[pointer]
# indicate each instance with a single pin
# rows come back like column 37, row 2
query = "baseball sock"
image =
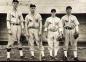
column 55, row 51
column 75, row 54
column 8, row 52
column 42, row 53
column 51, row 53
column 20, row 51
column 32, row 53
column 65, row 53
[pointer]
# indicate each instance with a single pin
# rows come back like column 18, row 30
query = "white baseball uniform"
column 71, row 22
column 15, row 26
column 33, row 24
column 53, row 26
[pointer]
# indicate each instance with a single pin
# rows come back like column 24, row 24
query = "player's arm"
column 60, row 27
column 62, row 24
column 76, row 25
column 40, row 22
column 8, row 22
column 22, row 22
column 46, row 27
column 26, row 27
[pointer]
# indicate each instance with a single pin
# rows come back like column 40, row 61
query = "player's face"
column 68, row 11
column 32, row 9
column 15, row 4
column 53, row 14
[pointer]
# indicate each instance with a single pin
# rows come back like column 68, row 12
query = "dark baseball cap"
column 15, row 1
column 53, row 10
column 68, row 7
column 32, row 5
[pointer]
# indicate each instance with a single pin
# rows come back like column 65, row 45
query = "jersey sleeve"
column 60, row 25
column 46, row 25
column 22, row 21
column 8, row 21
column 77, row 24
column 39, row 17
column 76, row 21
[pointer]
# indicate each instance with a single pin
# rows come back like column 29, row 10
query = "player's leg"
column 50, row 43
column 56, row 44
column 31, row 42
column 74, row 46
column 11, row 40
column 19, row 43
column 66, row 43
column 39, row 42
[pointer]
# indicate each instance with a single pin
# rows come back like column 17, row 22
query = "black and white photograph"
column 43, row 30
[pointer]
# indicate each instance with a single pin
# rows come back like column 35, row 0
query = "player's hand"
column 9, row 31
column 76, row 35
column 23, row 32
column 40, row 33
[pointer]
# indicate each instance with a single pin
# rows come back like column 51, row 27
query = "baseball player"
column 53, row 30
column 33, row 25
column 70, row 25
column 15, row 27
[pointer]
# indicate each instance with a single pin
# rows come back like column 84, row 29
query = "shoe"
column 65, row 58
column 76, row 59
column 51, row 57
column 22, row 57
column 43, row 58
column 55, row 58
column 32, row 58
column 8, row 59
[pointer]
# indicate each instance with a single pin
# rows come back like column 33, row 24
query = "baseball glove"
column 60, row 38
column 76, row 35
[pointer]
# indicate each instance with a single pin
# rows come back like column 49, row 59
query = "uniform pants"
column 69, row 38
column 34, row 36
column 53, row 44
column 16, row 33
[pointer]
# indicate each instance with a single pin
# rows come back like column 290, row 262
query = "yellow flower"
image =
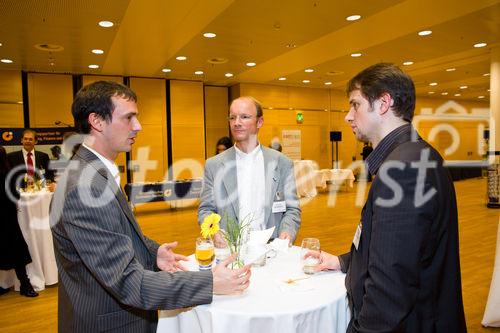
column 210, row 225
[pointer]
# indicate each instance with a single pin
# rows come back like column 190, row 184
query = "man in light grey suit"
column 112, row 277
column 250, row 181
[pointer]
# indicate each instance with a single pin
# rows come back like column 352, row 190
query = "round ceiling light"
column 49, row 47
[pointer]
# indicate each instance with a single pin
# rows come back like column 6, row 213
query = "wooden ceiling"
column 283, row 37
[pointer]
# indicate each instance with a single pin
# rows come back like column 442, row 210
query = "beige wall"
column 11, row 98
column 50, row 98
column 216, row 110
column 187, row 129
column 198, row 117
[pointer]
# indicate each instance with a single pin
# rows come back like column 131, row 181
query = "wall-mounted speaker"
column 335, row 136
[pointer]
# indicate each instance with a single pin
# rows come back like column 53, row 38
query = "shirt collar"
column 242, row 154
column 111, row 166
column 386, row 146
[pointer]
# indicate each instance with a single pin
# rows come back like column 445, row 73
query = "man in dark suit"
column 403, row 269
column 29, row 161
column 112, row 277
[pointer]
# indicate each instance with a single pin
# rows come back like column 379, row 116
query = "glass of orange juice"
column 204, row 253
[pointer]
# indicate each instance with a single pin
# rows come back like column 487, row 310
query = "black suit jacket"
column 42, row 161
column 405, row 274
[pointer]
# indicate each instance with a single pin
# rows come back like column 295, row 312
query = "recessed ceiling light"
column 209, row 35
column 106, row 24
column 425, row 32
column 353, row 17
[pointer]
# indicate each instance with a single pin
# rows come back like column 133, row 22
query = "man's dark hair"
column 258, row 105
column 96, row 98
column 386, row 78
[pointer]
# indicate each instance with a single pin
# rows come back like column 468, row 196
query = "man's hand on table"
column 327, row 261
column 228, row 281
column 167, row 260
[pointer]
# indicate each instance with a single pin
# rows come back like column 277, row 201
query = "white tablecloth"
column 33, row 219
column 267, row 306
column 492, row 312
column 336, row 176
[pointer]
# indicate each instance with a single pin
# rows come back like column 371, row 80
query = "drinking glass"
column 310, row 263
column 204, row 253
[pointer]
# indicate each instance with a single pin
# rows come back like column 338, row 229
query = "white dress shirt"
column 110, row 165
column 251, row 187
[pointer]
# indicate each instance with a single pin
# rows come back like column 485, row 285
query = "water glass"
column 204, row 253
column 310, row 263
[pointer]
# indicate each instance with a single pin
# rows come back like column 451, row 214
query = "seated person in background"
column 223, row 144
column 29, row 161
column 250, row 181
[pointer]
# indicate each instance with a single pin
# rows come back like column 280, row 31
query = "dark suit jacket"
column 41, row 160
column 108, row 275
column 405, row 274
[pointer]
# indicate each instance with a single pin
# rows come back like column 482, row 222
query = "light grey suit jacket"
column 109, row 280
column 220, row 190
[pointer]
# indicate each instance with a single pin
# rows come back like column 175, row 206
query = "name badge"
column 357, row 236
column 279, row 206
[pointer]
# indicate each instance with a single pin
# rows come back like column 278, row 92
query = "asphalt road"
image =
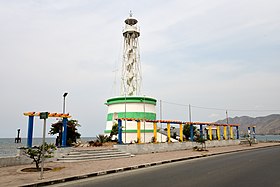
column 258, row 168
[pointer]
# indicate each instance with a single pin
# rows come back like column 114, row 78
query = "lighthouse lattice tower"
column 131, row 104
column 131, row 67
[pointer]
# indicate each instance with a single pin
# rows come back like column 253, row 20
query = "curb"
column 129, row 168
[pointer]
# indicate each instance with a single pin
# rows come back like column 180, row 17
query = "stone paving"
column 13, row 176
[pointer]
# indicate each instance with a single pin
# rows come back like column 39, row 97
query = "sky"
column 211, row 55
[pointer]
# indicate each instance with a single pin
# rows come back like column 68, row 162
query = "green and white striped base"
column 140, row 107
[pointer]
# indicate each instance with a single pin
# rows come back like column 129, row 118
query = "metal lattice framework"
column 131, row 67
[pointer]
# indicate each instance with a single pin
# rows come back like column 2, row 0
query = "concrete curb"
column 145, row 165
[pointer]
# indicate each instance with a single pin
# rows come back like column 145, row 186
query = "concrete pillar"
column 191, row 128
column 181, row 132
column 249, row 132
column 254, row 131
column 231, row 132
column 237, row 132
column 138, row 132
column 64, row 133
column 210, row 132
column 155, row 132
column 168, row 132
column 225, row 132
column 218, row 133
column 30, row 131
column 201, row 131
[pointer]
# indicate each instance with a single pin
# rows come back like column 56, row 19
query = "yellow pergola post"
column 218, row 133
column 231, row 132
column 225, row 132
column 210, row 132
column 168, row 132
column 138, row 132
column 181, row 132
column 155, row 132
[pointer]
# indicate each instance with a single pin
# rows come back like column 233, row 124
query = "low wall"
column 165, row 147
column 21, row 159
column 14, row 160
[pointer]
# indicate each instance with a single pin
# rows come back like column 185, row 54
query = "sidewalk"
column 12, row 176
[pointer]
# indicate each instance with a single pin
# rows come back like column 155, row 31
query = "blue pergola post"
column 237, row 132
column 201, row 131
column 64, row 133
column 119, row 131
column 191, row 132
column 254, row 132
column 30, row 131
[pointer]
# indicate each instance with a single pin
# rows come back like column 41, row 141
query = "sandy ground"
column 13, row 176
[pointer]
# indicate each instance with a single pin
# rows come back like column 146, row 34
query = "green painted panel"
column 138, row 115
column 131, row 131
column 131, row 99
========================================================================
### EXERCISE
In your copy of the entries above, leave out the pictures and keep every word exact.

### THE COMPLETED TASK
[pointer]
# indicate each instance with a single pin
# rows come back like column 37, row 2
query = "baseball sock"
image =
column 55, row 51
column 75, row 54
column 8, row 52
column 42, row 53
column 51, row 53
column 20, row 51
column 32, row 53
column 65, row 53
[pointer]
# indicate each instance with a single pin
# rows come back like column 18, row 30
query = "white baseball uniform"
column 71, row 22
column 15, row 26
column 33, row 24
column 53, row 26
[pointer]
# indicate each instance with a single pin
# rows come back like column 24, row 24
query = "player's arm"
column 60, row 27
column 62, row 24
column 76, row 25
column 40, row 22
column 8, row 22
column 22, row 22
column 46, row 27
column 26, row 27
[pointer]
# indicate each instance with a single pin
# rows come back like column 40, row 61
query = "player's face"
column 68, row 11
column 32, row 9
column 15, row 4
column 53, row 14
[pointer]
# indicate each instance with a single pin
# rows come back like column 68, row 12
query = "dark baseball cap"
column 15, row 1
column 53, row 10
column 68, row 7
column 32, row 5
[pointer]
# indicate each instance with a single pin
# rows come back like column 65, row 45
query = "jersey sleeve"
column 60, row 25
column 46, row 25
column 22, row 21
column 8, row 21
column 77, row 24
column 39, row 17
column 76, row 21
[pointer]
# indicate each instance with a single pin
# rows come back like column 29, row 10
query = "player's leg"
column 50, row 43
column 56, row 44
column 31, row 42
column 74, row 46
column 11, row 40
column 19, row 43
column 66, row 43
column 39, row 42
[pointer]
# indicate each instance with a single pin
# rows come back like column 17, row 22
query = "black and white photograph"
column 43, row 30
[pointer]
# indicate each instance with a single pin
# rows come back like column 35, row 0
query = "player's hand"
column 9, row 31
column 76, row 35
column 23, row 32
column 40, row 33
[pointer]
# indicate each instance with a single pin
# rows come back like column 51, row 27
query = "baseball player"
column 53, row 30
column 33, row 25
column 70, row 25
column 15, row 27
[pointer]
# indicate each instance with a single pin
# rows come back like column 84, row 29
query = "shoe"
column 65, row 58
column 76, row 59
column 51, row 57
column 22, row 57
column 43, row 58
column 55, row 58
column 32, row 58
column 8, row 59
[pointer]
# indicate each instance with a single pin
# rows come back like column 33, row 24
query = "baseball glove"
column 60, row 38
column 76, row 35
[pointer]
# indicate each instance with a single pin
# rows come back like column 49, row 59
query = "uniform pants"
column 69, row 38
column 34, row 36
column 53, row 44
column 16, row 33
[pointer]
# indicate each instance with a single pin
# rows come back like column 290, row 262
query = "yellow flower"
image =
column 210, row 225
[pointer]
# indicate each instance with a single pin
# rows come back like column 190, row 184
query = "man in light grey suit"
column 112, row 277
column 250, row 181
[pointer]
# indicate each instance with a single pin
# rows come back like column 352, row 190
query = "round ceiling light"
column 49, row 47
[pointer]
# indicate each instance with a single pin
# rows come back like column 6, row 213
query = "wooden ceiling"
column 283, row 37
[pointer]
# indicate each instance with a single pin
# rows come back like column 442, row 210
query = "beige wall"
column 11, row 98
column 50, row 98
column 216, row 110
column 187, row 129
column 198, row 117
[pointer]
# indicate each instance with a single pin
# rows come back like column 131, row 181
query = "wall-mounted speaker"
column 335, row 136
[pointer]
# indicate each instance with a single pin
# rows come back like column 53, row 38
query = "shirt collar"
column 242, row 154
column 111, row 166
column 386, row 146
[pointer]
# indicate each instance with a single pin
# rows come back like column 445, row 73
query = "man in dark suit"
column 403, row 269
column 29, row 161
column 112, row 277
[pointer]
# indicate each instance with a single pin
# rows come back like column 379, row 116
query = "glass of orange juice"
column 204, row 253
[pointer]
# indicate each instance with a single pin
# rows come back like column 487, row 310
query = "black suit jacket"
column 42, row 161
column 405, row 274
[pointer]
# indicate each instance with a single pin
# rows come back like column 295, row 312
query = "recessed ceiling light"
column 209, row 35
column 106, row 24
column 425, row 32
column 353, row 17
[pointer]
# indicate each instance with a single pin
# rows come back like column 133, row 22
query = "man's dark hair"
column 258, row 105
column 96, row 98
column 386, row 78
[pointer]
# indicate each instance with a single pin
# rows come back like column 468, row 196
query = "man's hand on table"
column 327, row 261
column 228, row 281
column 167, row 260
[pointer]
# indicate each instance with a single pin
# rows come back like column 277, row 201
query = "white tablecloth"
column 33, row 219
column 267, row 306
column 492, row 312
column 336, row 176
[pointer]
# indicate each instance with a single pin
# rows come back like column 371, row 80
query = "drinking glass"
column 310, row 263
column 204, row 253
[pointer]
# indicate each instance with a single pin
# rows come back like column 338, row 229
query = "white dress shirt"
column 110, row 165
column 251, row 187
[pointer]
# indicate each instance with a single pin
# rows come back like column 485, row 285
query = "water glass"
column 204, row 253
column 310, row 263
[pointer]
# indicate each instance with a single pin
# rows come back like column 451, row 214
query = "seated person in background"
column 223, row 144
column 29, row 161
column 250, row 181
[pointer]
# indicate each instance with a single pin
# rows come back like column 280, row 31
query = "dark suit jacket"
column 41, row 160
column 108, row 275
column 405, row 274
[pointer]
# indicate each instance with a single pin
# rows come back like column 482, row 222
query = "light grey suit jacket"
column 109, row 280
column 220, row 190
[pointer]
# indicate each instance with a single pin
# rows come back like column 175, row 206
query = "name badge"
column 357, row 236
column 279, row 206
[pointer]
# indicate each instance with a single pin
# rows come back like column 278, row 92
query = "asphalt road"
image =
column 258, row 168
[pointer]
# indicate each instance with a single pin
# rows come back like column 114, row 78
query = "lighthouse lattice tower"
column 131, row 104
column 131, row 67
[pointer]
# indicate each instance with a single pin
# rows come back like column 253, row 20
query = "curb"
column 129, row 168
[pointer]
# indicate each instance with a single pin
# rows come back like column 180, row 17
query = "stone paving"
column 13, row 176
[pointer]
# indicate each instance with a single pin
# rows come back like column 39, row 97
query = "sky"
column 211, row 55
[pointer]
# indicate each instance with a single pin
# rows come back like column 68, row 162
query = "green and white striped base"
column 140, row 107
[pointer]
# indicate each instance with a single pin
# rows come back like column 129, row 118
query = "metal lattice framework"
column 131, row 67
[pointer]
# indicate each instance with a single pin
# rows come back like column 2, row 0
query = "concrete curb"
column 145, row 165
[pointer]
# indicate each instance with a single pin
# rows come back like column 145, row 186
query = "concrete pillar"
column 191, row 128
column 181, row 132
column 249, row 132
column 254, row 131
column 231, row 132
column 237, row 132
column 138, row 132
column 64, row 133
column 210, row 132
column 155, row 132
column 168, row 132
column 225, row 132
column 218, row 133
column 30, row 131
column 201, row 131
[pointer]
# indicate each instance with a single pin
# rows come back like column 56, row 19
query = "yellow pergola post"
column 218, row 133
column 231, row 132
column 225, row 132
column 210, row 132
column 168, row 132
column 138, row 132
column 181, row 132
column 155, row 132
[pointer]
# indicate each instance with a single pin
# rows come back like column 233, row 124
query = "low wall"
column 165, row 147
column 21, row 159
column 14, row 160
[pointer]
# indicate each instance with a single pin
# rows come back like column 185, row 54
query = "sidewalk"
column 12, row 176
[pointer]
# indicate each instance with a single pin
# rows come back like column 155, row 31
query = "blue pergola post"
column 237, row 132
column 201, row 131
column 64, row 133
column 119, row 131
column 191, row 132
column 254, row 132
column 30, row 131
[pointer]
# indicate each instance with a single pin
# rows come back like column 41, row 141
query = "sandy ground"
column 13, row 176
[pointer]
# indicate each instance with a single pin
# rows come back like column 146, row 34
query = "green painted panel"
column 138, row 115
column 131, row 131
column 131, row 99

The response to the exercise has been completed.